::: EXERCISE MATERIAL

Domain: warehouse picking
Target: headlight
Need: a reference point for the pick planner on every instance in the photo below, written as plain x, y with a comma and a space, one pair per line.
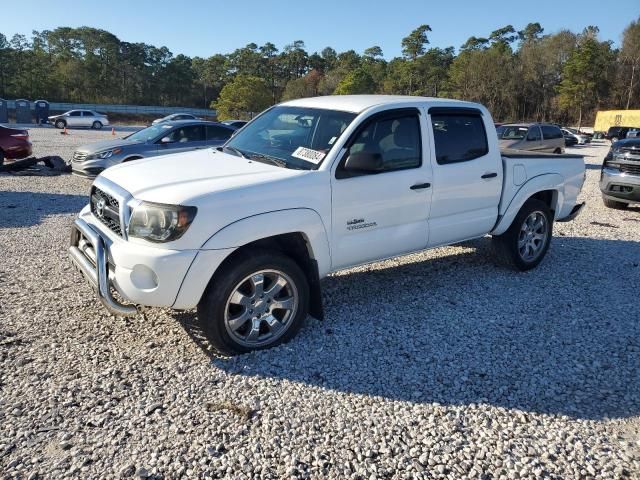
160, 223
104, 154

::::::

◆ DO THIS
Arrange every line of the records above as a JSON list of strings, one string per line, with blank lines and the pictures left out.

◆ ANSWER IN FULL
[
  "Domain: warehouse picking",
  "Target: headlight",
  "Need: a reference point for the pick planner on every instance in the photo below, written as plain x, y with a comma and a space, one pair per line.",
  "160, 223",
  "104, 154"
]